# REQUIREMENT
Write out the listing in full, matching it word for word.

(Collection entries)

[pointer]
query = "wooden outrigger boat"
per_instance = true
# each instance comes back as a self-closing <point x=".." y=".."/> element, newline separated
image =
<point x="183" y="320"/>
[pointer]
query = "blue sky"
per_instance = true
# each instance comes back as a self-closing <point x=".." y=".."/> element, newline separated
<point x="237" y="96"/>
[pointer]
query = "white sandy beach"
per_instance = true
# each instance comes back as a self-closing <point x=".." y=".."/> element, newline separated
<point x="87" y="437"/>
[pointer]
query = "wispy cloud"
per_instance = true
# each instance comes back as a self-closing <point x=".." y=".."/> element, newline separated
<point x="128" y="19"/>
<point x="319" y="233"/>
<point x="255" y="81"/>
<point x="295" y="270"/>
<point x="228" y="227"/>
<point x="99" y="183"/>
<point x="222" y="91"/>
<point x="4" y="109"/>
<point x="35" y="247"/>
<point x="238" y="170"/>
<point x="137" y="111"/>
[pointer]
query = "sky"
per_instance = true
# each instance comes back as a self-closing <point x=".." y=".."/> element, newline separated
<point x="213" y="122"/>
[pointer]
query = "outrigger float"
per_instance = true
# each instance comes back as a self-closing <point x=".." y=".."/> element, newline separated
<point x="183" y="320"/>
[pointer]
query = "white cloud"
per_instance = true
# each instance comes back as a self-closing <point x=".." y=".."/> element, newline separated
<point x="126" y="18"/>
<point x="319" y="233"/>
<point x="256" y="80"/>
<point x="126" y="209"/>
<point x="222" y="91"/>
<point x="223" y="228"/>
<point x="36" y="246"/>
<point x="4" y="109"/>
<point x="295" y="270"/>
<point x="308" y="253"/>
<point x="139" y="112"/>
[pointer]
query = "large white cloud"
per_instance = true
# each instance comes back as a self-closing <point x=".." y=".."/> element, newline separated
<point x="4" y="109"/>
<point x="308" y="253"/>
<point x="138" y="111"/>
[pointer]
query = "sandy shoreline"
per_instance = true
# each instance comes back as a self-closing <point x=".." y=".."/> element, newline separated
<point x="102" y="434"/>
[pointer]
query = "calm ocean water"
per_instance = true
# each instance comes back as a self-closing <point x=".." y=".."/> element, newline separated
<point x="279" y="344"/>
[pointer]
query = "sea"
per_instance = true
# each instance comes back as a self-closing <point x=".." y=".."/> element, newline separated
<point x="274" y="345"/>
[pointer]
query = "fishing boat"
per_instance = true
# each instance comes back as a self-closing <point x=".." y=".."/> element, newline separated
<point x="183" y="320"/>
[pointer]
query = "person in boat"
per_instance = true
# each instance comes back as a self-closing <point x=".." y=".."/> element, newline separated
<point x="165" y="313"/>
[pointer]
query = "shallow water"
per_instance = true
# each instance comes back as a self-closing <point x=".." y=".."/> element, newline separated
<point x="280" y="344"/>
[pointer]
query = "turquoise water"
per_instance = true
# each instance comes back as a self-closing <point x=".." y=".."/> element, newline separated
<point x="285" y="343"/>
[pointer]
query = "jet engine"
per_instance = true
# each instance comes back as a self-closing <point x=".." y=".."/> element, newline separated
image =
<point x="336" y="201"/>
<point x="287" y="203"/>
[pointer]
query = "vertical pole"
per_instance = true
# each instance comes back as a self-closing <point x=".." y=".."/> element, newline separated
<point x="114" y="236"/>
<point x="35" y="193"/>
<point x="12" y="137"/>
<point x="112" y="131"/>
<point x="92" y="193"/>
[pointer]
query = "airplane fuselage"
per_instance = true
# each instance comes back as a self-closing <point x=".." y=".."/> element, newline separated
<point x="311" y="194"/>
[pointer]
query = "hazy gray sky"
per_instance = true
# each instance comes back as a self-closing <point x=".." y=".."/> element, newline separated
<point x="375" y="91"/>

# RESULT FOR THIS TASK
[pointer]
query = "wooden outrigger boat"
per_instance = true
# each instance comes back as a self-closing <point x=".." y=".."/> element, newline separated
image =
<point x="183" y="320"/>
[pointer]
query = "blue sky"
per_instance = true
# each instance comes back as a self-closing <point x=".." y=".."/> element, newline separated
<point x="237" y="96"/>
[pointer]
query = "white sandy beach"
per_instance = true
# each instance comes back as a self-closing <point x=".." y=".."/> element, newline separated
<point x="87" y="437"/>
[pointer]
query = "wispy cloud"
per_instance = true
# each instance comes back as a self-closing <point x=".." y=".."/> element, newline separated
<point x="128" y="19"/>
<point x="319" y="233"/>
<point x="255" y="81"/>
<point x="295" y="270"/>
<point x="228" y="227"/>
<point x="99" y="183"/>
<point x="222" y="91"/>
<point x="4" y="109"/>
<point x="35" y="247"/>
<point x="238" y="170"/>
<point x="137" y="111"/>
[pointer]
query = "sky"
per_instance = true
# each instance comes back as a self-closing <point x=".." y=".."/> element, newline separated
<point x="213" y="122"/>
[pointer]
query = "outrigger float"
per_instance = true
# each instance comes back as a self-closing <point x=".." y=".."/> element, newline separated
<point x="183" y="320"/>
[pointer]
query = "white cloud"
per_instance = true
# each instance comes back as a self-closing <point x=".." y=".."/> element, newline separated
<point x="126" y="18"/>
<point x="319" y="233"/>
<point x="256" y="80"/>
<point x="126" y="209"/>
<point x="222" y="91"/>
<point x="223" y="228"/>
<point x="36" y="246"/>
<point x="4" y="109"/>
<point x="295" y="270"/>
<point x="308" y="253"/>
<point x="139" y="112"/>
[pointer]
query = "large white cloud"
per_instance = true
# each instance comes back as a self-closing <point x=".." y=".."/> element, newline separated
<point x="4" y="109"/>
<point x="308" y="253"/>
<point x="138" y="111"/>
[pointer]
query = "sandy shoreline"
per_instance = true
# each instance comes back as a self-closing <point x=".." y=".."/> element, newline separated
<point x="102" y="434"/>
[pointer]
query = "calm ocean water"
per_instance = true
# each instance comes back as a self-closing <point x=".." y=".."/> element, newline separated
<point x="279" y="344"/>
[pointer]
query = "sea"
per_instance = true
# each instance comes back as a self-closing <point x=".." y=".."/> element, newline separated
<point x="274" y="345"/>
[pointer]
query = "fishing boat"
per_instance = true
# each instance comes back as a self-closing <point x=".." y=".."/> element, newline separated
<point x="183" y="320"/>
[pointer]
query = "person in boat"
per_instance = true
# each instance comes back as a self-closing <point x=".." y=".."/> element, newline separated
<point x="165" y="313"/>
[pointer]
query = "shallow water"
per_instance = true
# each instance comes back as a self-closing <point x=".." y=".."/> element, newline separated
<point x="280" y="344"/>
[pointer]
query = "turquoise water"
per_instance = true
# each instance comes back as a self-closing <point x=".." y=".."/> element, newline separated
<point x="285" y="343"/>
[pointer]
query = "jet engine"
per_instance = true
# each instance comes back as a self-closing <point x=".." y=".."/> element, newline separated
image =
<point x="336" y="201"/>
<point x="287" y="203"/>
[pointer]
query = "vertical pole"
per_instance = true
# each instance comes back as a self-closing <point x=".." y=".."/> element, newline separated
<point x="114" y="236"/>
<point x="35" y="193"/>
<point x="12" y="137"/>
<point x="112" y="131"/>
<point x="92" y="193"/>
[pointer]
query = "airplane fuselage"
per_instance = true
# each instance comes back as a self-closing <point x=".." y=".."/> element, newline separated
<point x="311" y="194"/>
[pointer]
query = "hazy gray sky"
per_instance = true
# each instance comes back as a self-closing <point x=".." y=".."/> element, newline separated
<point x="375" y="91"/>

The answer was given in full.